Could you repeat, word for word, every line from the one containing "Could you point at the snow-dusted" through the final line of the records below, and nothing else?
─── RECORDS FOR PROCESSING ───
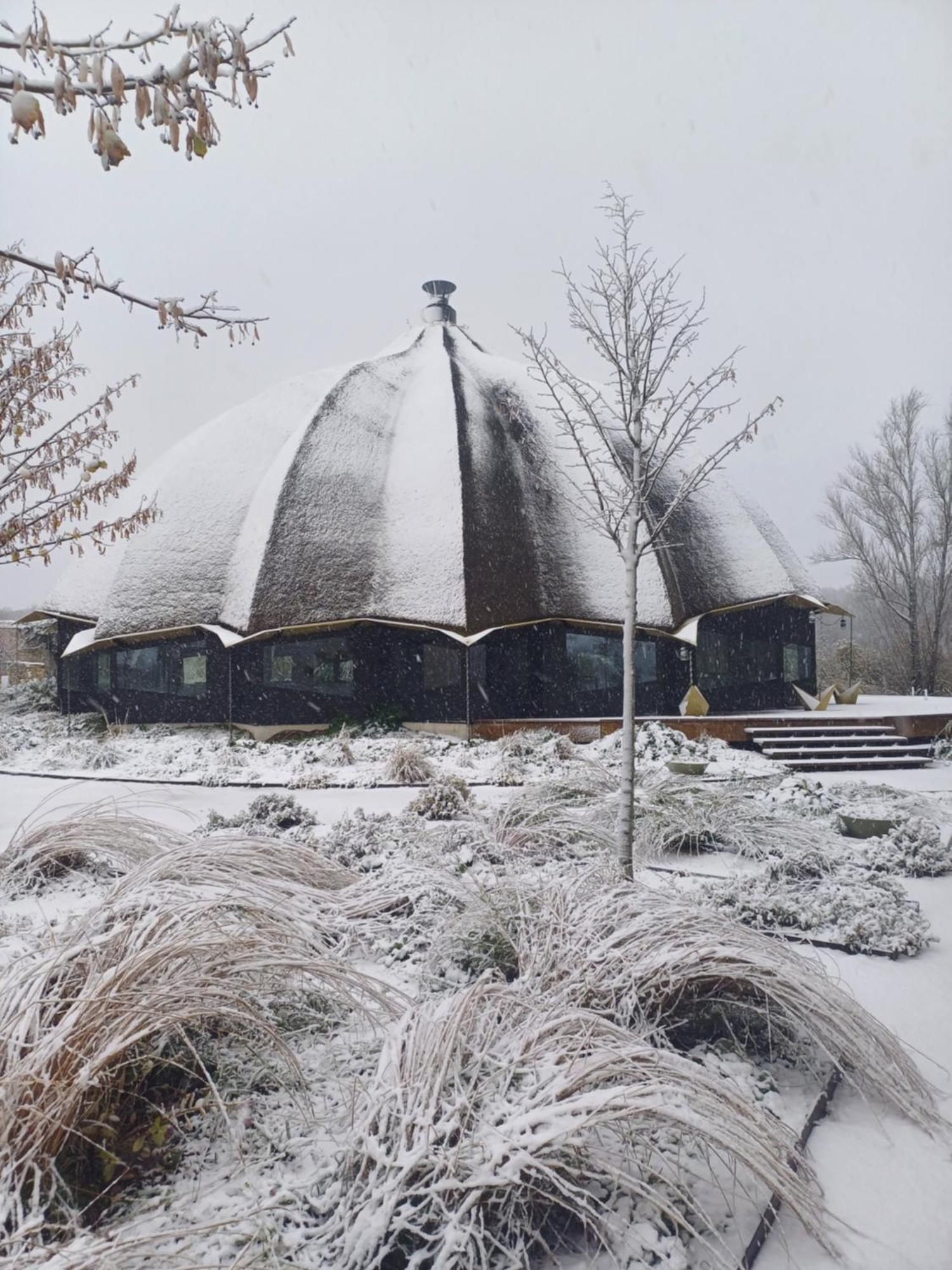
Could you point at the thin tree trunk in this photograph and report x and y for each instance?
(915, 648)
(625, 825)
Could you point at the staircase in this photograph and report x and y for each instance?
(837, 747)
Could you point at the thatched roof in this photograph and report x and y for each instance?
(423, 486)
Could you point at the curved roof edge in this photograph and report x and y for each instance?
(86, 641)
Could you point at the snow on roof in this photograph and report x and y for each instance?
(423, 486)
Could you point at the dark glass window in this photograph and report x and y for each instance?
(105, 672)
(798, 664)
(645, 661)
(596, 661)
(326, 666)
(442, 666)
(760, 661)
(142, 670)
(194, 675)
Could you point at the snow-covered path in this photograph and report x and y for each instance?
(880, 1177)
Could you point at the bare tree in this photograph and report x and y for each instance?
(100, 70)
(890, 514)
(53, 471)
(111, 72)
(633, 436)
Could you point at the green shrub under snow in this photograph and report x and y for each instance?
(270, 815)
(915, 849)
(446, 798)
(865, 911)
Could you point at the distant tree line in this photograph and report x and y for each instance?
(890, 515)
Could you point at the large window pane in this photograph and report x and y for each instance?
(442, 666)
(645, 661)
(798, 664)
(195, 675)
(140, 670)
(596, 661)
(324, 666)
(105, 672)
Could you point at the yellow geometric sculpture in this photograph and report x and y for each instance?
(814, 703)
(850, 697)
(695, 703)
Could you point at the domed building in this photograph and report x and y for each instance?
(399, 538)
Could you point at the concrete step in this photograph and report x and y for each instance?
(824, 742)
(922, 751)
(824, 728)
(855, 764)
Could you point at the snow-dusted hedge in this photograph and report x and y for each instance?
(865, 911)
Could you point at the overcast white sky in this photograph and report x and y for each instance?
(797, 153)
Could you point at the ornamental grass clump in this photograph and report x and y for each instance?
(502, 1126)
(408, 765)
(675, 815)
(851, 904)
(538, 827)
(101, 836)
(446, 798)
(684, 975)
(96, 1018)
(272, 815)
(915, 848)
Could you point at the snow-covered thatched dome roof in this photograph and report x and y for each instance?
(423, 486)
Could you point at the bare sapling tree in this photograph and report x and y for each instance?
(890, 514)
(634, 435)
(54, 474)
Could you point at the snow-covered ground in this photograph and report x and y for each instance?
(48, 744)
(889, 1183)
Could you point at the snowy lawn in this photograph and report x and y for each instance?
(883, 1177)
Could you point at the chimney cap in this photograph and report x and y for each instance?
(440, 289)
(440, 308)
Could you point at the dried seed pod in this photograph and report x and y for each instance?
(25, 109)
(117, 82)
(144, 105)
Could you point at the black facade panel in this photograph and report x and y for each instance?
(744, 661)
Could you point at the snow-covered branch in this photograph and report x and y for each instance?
───
*THE REPLY*
Could you point at the snow-dusted hedge in this photograph and report x and y for each instance?
(865, 911)
Could you point at the overcast white sky in this photograph and report x and y for each instance?
(797, 153)
Could you point at the ornamental grass clump in this photograph and report x and y for each instance?
(502, 1126)
(408, 765)
(675, 815)
(851, 904)
(538, 827)
(101, 836)
(446, 798)
(684, 975)
(96, 1018)
(272, 815)
(915, 848)
Could you point at the snow-covered thatched dome roof in this photograph and report x and y for each instance?
(423, 486)
Could you point at the bare sapling tree in this photograph and report x and y for each instance?
(890, 514)
(634, 435)
(54, 474)
Could you point at the snow-covered ground in this photograph and report x and y for each instance?
(48, 744)
(889, 1183)
Could you point at the snowy lawn in this photograph and report x and y for each instance?
(883, 1177)
Could you point at the chimney cap in this photograph and report x and y for each instance?
(440, 289)
(440, 308)
Could you point at the dried seed pod in this photograph and report x and y for each instance?
(25, 109)
(117, 82)
(144, 105)
Could you point at the black facade panel in this photograph and report x and y for each instance?
(744, 661)
Could you point at the snow-covered branch in this photograph and report x and y for each instance?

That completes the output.